_EXERCISE INSTRUCTIONS_.
Rewrite the records from the line with "Spot the mottled" up to and including the line with "[[649, 816], [366, 617], [296, 756], [529, 757]]", and leave out all other lines. Keep every request as it is, including its sample coordinates, but multiply each point coordinate in the answers by 2.35 and round it to a whole number, with halves rounded up.
--------------------------------------------------
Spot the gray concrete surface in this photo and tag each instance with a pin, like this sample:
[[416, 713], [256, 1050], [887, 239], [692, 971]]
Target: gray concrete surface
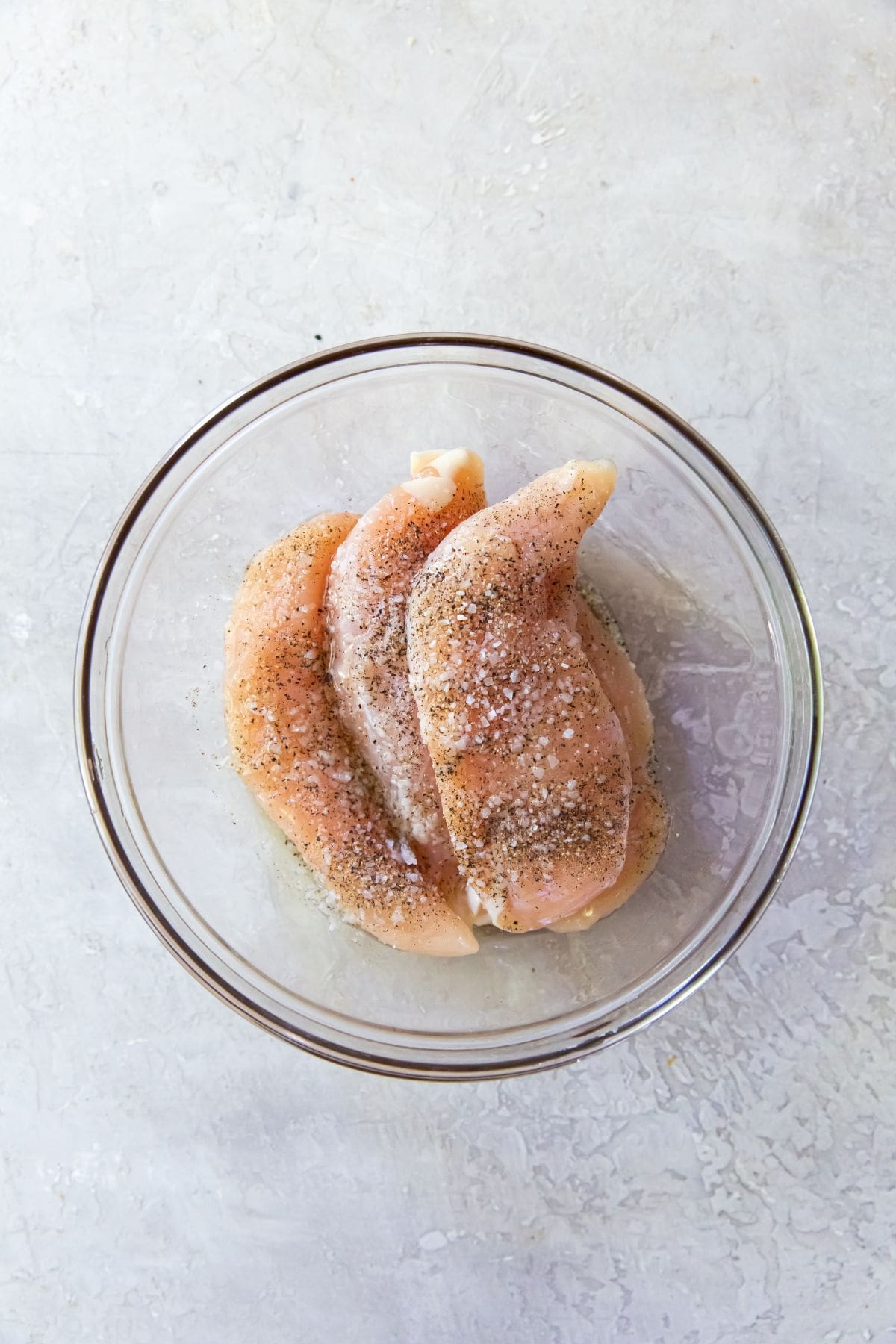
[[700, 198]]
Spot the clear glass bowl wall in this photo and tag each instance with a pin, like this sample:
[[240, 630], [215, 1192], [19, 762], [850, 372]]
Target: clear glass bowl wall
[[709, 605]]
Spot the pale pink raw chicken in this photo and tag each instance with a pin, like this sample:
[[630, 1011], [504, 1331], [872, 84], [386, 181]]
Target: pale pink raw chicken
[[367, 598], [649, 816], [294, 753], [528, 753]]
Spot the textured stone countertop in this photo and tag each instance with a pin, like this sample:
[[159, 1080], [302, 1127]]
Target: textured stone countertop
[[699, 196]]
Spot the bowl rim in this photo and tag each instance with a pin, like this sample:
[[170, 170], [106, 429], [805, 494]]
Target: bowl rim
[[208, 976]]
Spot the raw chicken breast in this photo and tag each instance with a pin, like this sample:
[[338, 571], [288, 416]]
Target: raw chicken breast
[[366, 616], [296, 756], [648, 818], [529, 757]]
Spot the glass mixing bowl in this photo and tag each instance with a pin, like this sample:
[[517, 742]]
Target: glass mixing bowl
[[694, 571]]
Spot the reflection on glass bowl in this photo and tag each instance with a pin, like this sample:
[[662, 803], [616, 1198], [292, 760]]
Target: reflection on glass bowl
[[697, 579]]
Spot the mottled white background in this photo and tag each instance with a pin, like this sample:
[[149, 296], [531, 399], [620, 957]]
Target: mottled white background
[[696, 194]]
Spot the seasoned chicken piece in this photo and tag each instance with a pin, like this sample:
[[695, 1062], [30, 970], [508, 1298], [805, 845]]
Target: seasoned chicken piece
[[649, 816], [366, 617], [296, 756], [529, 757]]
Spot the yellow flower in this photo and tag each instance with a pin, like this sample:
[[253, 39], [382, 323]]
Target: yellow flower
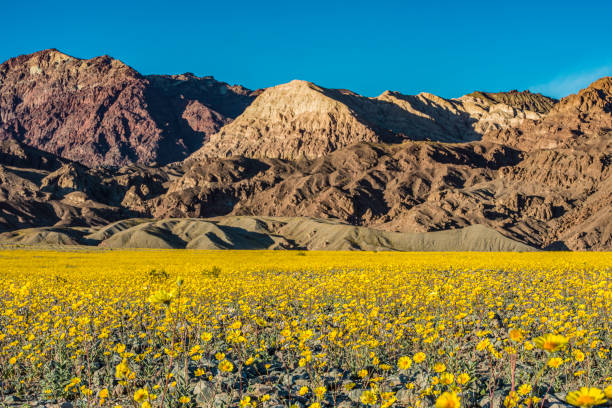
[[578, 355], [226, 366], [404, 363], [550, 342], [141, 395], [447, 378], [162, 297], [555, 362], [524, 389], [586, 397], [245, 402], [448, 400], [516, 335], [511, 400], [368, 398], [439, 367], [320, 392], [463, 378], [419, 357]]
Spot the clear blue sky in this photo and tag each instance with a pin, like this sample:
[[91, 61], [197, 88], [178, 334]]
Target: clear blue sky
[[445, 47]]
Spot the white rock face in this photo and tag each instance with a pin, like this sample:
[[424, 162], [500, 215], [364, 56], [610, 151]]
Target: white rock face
--------------------------------------------------
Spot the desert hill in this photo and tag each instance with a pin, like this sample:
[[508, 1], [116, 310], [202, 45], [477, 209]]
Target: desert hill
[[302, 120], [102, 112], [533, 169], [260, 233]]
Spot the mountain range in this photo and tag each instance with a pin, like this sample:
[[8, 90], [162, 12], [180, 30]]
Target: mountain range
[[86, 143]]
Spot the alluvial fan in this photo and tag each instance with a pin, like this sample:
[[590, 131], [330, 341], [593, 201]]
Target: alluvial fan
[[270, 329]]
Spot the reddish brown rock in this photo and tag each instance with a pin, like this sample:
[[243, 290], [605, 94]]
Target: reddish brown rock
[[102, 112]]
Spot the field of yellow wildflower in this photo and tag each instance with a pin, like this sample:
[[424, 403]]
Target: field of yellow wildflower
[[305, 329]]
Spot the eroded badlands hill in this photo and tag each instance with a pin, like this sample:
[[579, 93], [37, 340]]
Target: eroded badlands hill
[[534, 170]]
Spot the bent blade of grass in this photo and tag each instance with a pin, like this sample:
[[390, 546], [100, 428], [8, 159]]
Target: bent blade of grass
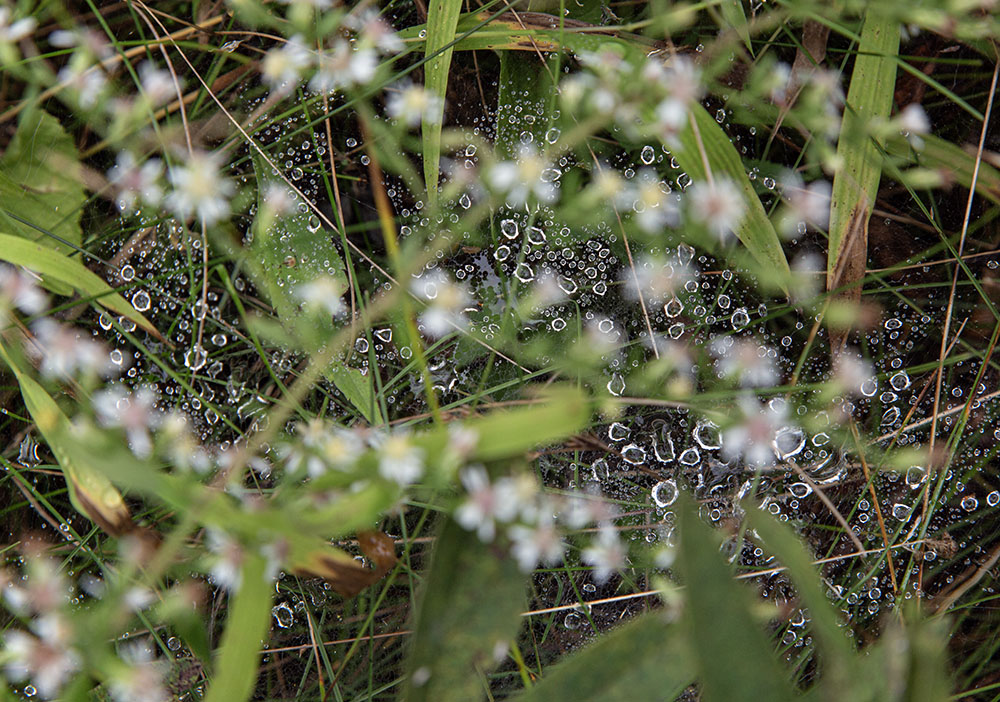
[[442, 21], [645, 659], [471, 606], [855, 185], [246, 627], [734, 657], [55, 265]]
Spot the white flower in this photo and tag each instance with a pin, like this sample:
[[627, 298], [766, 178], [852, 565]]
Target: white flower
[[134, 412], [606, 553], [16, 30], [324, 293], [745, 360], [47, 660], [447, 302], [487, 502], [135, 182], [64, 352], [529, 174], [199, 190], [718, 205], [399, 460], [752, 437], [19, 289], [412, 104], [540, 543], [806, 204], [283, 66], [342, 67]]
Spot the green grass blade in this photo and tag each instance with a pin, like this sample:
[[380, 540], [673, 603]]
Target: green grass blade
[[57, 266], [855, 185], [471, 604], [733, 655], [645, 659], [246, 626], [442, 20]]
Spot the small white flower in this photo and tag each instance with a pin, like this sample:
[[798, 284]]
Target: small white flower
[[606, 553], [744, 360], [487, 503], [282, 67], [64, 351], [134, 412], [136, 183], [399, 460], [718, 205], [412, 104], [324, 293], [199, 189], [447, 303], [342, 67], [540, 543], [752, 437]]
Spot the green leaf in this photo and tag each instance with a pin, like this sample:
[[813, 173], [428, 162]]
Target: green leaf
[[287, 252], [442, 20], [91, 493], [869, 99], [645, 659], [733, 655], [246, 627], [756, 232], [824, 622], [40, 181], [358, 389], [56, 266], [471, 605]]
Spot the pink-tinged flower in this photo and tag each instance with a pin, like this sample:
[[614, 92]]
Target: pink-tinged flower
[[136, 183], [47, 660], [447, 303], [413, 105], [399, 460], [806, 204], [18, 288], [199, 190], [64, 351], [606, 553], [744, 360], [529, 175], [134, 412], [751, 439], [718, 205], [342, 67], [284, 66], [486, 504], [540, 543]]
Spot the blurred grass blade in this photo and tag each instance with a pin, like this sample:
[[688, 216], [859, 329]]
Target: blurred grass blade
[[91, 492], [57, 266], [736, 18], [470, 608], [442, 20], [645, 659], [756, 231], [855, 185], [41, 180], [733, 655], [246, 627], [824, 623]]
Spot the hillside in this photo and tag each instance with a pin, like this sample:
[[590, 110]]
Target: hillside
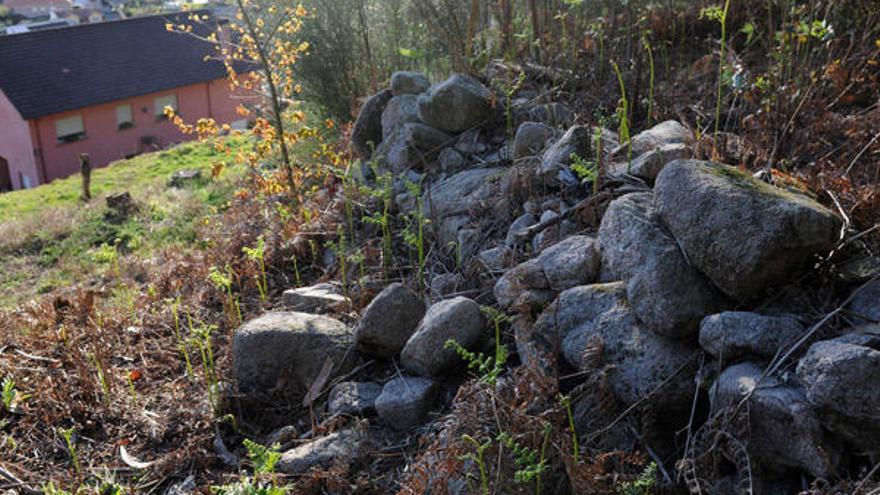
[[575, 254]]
--------------------------------------------------
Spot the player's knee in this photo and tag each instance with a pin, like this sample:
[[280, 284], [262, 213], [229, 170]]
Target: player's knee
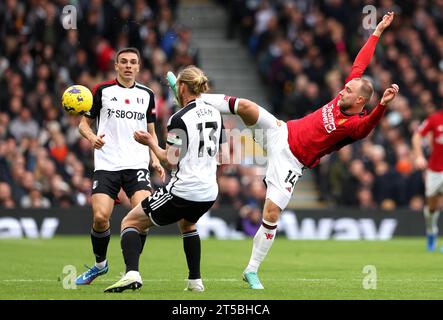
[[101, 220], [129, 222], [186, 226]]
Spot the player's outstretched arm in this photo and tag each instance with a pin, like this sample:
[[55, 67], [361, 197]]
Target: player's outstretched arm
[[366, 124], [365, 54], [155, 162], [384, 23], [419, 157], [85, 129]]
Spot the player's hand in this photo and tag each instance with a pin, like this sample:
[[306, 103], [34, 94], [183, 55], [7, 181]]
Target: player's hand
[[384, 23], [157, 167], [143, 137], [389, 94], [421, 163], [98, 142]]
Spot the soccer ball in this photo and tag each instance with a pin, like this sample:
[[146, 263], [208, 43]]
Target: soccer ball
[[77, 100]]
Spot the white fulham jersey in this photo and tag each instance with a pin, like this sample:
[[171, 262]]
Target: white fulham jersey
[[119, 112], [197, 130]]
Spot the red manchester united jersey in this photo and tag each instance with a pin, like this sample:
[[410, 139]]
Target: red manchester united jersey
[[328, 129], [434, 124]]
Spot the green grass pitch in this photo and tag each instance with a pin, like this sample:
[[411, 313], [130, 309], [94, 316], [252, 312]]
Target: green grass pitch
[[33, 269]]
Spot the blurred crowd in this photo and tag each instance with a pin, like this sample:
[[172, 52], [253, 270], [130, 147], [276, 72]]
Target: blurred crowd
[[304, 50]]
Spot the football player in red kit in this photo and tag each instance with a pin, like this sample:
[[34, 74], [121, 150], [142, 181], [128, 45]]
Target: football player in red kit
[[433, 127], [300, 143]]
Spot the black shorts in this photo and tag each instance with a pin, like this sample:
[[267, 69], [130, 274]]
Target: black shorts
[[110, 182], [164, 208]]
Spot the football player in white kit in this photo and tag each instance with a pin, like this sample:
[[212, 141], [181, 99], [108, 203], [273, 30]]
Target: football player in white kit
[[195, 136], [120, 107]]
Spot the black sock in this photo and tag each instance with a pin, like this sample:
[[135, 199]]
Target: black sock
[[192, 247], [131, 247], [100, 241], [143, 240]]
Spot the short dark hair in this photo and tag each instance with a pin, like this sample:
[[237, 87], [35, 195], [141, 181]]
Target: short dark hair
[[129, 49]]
--------------------------------------------------
_COMPLETE OUTPUT_.
Spot the mottled white background in this photo and tag each instance with a pin, like this sample:
[[149, 296], [531, 399], [620, 957]]
Target: mottled white background
[[1636, 456]]
Spot the seasoned chicken piece in this photo and tag each instance with a pin, like this sample:
[[695, 1062], [30, 970], [508, 1298], [805, 845]]
Target: seasoned chicken piece
[[1525, 1918], [860, 1450], [696, 1777], [1243, 1779]]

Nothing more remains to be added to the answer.